● Goal
Reproduce every entry below without any changes, omitting the pictures.

=== Material to process ===

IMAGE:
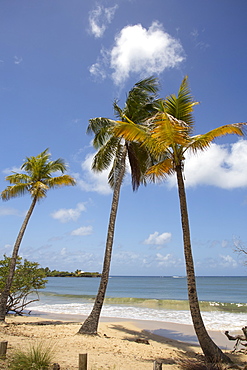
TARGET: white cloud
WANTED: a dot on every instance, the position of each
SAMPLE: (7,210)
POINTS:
(17,60)
(141,51)
(82,231)
(227,261)
(167,260)
(158,239)
(220,165)
(70,214)
(93,181)
(99,18)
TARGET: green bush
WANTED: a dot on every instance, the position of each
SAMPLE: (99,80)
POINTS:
(37,357)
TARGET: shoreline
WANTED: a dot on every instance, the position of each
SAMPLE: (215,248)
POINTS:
(175,331)
(115,347)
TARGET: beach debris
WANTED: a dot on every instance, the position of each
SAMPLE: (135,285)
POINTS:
(140,340)
(157,365)
(3,349)
(55,366)
(240,339)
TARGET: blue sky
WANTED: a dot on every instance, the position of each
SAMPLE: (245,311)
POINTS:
(64,62)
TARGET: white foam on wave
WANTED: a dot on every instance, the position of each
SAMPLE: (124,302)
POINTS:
(213,320)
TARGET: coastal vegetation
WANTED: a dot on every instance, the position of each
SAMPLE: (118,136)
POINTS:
(168,136)
(37,357)
(28,278)
(153,136)
(114,152)
(36,180)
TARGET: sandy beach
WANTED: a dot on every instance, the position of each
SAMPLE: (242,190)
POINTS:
(115,347)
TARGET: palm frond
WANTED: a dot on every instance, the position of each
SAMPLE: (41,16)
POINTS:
(116,167)
(202,142)
(98,123)
(15,191)
(140,160)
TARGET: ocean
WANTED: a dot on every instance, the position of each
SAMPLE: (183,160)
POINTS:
(223,299)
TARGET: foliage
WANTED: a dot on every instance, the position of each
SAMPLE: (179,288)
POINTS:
(28,278)
(37,357)
(38,177)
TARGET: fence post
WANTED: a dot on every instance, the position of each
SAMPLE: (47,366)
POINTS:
(3,350)
(157,365)
(83,361)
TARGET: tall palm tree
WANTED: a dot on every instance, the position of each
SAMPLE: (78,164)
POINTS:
(168,139)
(114,152)
(36,181)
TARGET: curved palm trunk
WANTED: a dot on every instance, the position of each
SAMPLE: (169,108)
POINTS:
(90,325)
(211,351)
(8,283)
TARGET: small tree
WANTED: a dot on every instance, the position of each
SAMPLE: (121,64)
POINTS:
(36,181)
(28,279)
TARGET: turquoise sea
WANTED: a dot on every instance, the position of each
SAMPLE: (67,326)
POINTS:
(223,300)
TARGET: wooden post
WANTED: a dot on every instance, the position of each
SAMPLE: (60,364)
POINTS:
(157,365)
(83,361)
(3,350)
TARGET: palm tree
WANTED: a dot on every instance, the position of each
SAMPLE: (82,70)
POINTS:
(114,152)
(168,139)
(36,181)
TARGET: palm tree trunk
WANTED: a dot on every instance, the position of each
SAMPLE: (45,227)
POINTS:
(90,325)
(9,280)
(211,351)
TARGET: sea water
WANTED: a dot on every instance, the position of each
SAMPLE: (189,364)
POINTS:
(223,300)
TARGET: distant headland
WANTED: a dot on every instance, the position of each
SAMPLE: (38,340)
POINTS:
(77,273)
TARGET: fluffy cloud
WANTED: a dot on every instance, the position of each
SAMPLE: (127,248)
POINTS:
(220,165)
(141,51)
(167,260)
(66,215)
(158,239)
(227,261)
(82,231)
(99,18)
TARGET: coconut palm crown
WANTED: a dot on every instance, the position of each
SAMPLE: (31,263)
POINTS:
(114,152)
(36,181)
(168,135)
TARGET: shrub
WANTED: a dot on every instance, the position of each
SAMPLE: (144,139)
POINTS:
(37,357)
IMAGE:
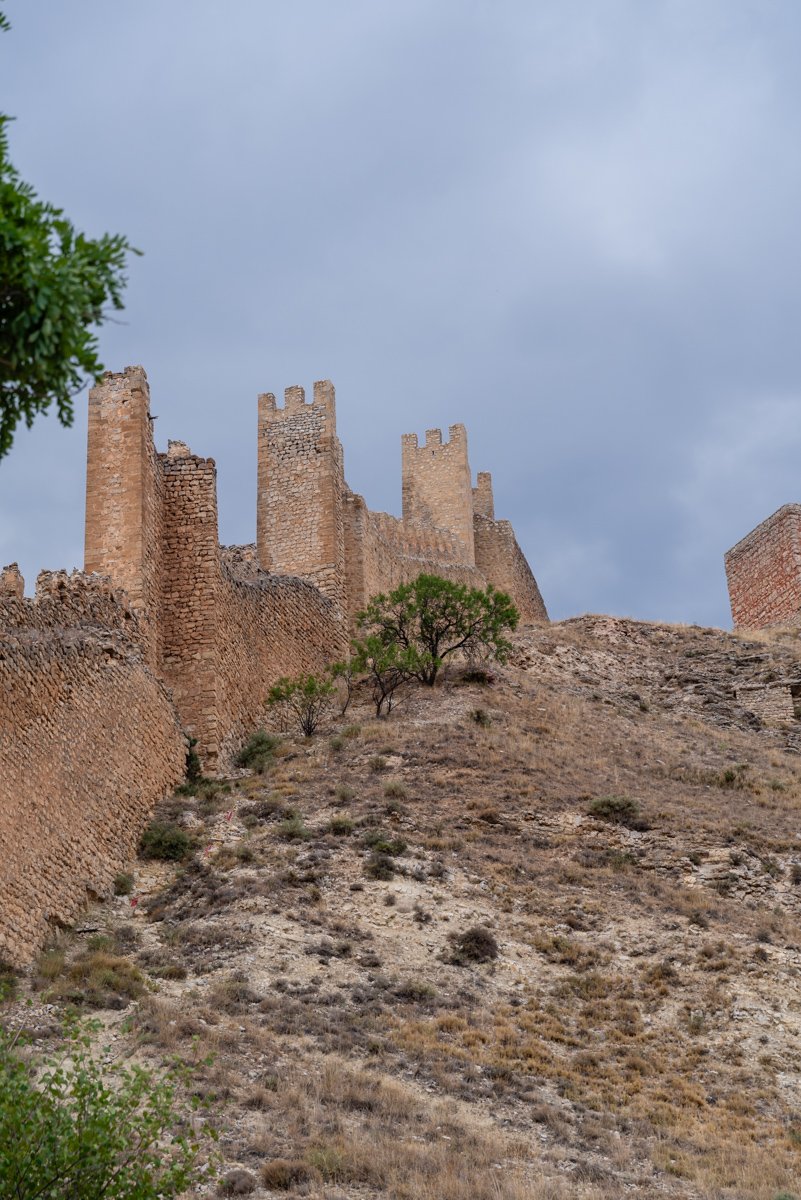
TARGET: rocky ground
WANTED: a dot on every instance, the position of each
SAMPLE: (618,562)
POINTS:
(529,939)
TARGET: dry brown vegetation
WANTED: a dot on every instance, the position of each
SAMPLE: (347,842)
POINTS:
(609,819)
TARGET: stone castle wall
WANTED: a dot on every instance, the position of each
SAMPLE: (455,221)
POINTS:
(89,742)
(104,675)
(504,564)
(764,573)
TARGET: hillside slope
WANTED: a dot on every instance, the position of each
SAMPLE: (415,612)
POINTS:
(622,828)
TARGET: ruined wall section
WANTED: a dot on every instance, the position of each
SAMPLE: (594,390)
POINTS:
(438,485)
(764,571)
(269,625)
(89,743)
(124,532)
(504,564)
(300,490)
(229,633)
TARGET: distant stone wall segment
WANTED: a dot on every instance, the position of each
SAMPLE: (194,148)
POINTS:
(764,573)
(167,635)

===

● Response to this exercise
IMAGE:
TARGET: white cloud
WANTED: a dot on every instance, the position of each
SAMPLE: (7,210)
POINTS:
(17,60)
(141,51)
(82,231)
(227,261)
(167,260)
(158,239)
(220,165)
(70,214)
(93,181)
(99,18)
TARGET: green bush
WANTED: a dot on every instance, the position of each
SAMPLE: (99,80)
POINTS:
(37,357)
TARGET: shoreline
WANTED: a dot on every instance, the position of each
SAMPLE: (215,248)
POINTS:
(175,331)
(115,347)
TARGET: beach debris
WANTED: a dot on every instance, the position of each
SAMPLE: (135,285)
POINTS:
(140,340)
(157,365)
(3,349)
(55,366)
(240,339)
TARGET: blue sky
WANTED: a dot on every instance, the position of each
SAMPLE: (245,311)
POINTS:
(64,62)
TARGET: white foam on wave
WANTED: a dot on every instance, the position of each
SAMPLE: (124,302)
POINTS:
(213,320)
TARGET: coastal vegetation
WANTED: a dot on every instance, the position of each
SAMPLE: (118,136)
POINTS:
(168,136)
(37,357)
(28,278)
(153,136)
(114,152)
(36,180)
TARGET: sandy beach
WANTED: a dot on every instance, the position of each
SAMPLE: (242,190)
POINTS:
(115,347)
TARGET: palm frond
WANTED: a dot on every instance, the position of each
SAMPLE: (41,16)
POINTS:
(116,167)
(202,142)
(98,123)
(15,191)
(140,160)
TARGET: ocean
WANTED: a dot on every instance, the position of each
SAMPLE: (183,160)
POINTS:
(223,299)
TARGET: foliage
WANTED: a dot on every instance, the position of each
SAMPLE: (179,288)
POINTS:
(28,278)
(37,357)
(38,177)
TARGET: fence post
WANTED: a dot on every instance, the position of each
SAMPLE: (47,366)
POINTS:
(3,350)
(157,365)
(83,361)
TARGET: tall palm tree
WANTED: a dot on every instance, the position of each
SAMPLE: (78,164)
POINTS:
(168,139)
(114,152)
(36,181)
TARGET: curved palm trunk
WANTED: a dot on every instance, the position of each
SAMPLE: (169,108)
POINTS:
(90,325)
(211,351)
(8,283)
TARGET: small tree
WANTED: a dot on every instance, the position of each
SAMPLE: (121,64)
POINTS:
(36,181)
(28,279)
TARGET: turquoise sea
WANTED: a dot on every instance, the position of each
SAMPLE: (67,326)
POINTS:
(223,300)
TARGET: wooden post
WANTED: a dot on every instance, the position of each
SAMPLE: (60,364)
POINTS:
(157,365)
(83,361)
(3,350)
TARGET: palm tree
WANTED: a dot on every instance, the position of each
SAMPLE: (82,70)
POINTS:
(114,152)
(168,139)
(36,181)
TARGET: palm tree trunk
WANTED: a dot on every instance, the position of each
SAMPLE: (45,227)
POINTS:
(90,325)
(9,280)
(211,351)
TARGET: sea water
WANTED: a dot on every instance, the position of each
SAMPLE: (189,364)
POINTS:
(223,300)
TARGET: distant headland
WANTED: a dot on every instance, the position of each
SAMPLE: (38,340)
POINTS:
(77,273)
TARGET: fluffy cloud
WANTED: a dot on every instance, the position of each
SAMPLE: (127,248)
POINTS:
(220,165)
(141,51)
(167,260)
(66,215)
(158,239)
(227,261)
(82,231)
(99,18)
TARGET: coconut palm crown
WANTED: a dot on every instance, the position of each
SAMPLE: (31,263)
POINTS:
(114,152)
(36,181)
(168,135)
TARGET: shrub
WANTED: a dot on every instance, the position of each
SAMPLE: (144,139)
POINTS:
(37,357)
IMAGE:
TARGET: rocky ground
WANTED: a dot on every instance, the position of each
SAMPLE: (618,562)
POINTS:
(529,939)
TARGET: dry brown vegetation
WANTED: a dot on every instance, the position of each
SAMPLE: (347,842)
POINTS:
(609,819)
TARGET: stone castle wall
WANTED: a dot on every instance, the position of each
SAMPLE: (455,221)
POINTS:
(89,742)
(104,675)
(504,564)
(764,573)
TARGET: hillside slope
WANTED: a dot on every instance, the position of each
SAMPLE: (415,612)
POINTS:
(622,828)
TARGET: ruined wall section
WANTED: a dot on every instance, the position of each
SAMPLE: (594,390)
POINTS:
(438,485)
(764,571)
(269,625)
(89,743)
(124,532)
(504,564)
(300,490)
(229,633)
TARGET: distant stone wall segment
WANTED: a dot on every instance, the position of each
SAMPLE: (194,148)
POINTS:
(764,573)
(167,635)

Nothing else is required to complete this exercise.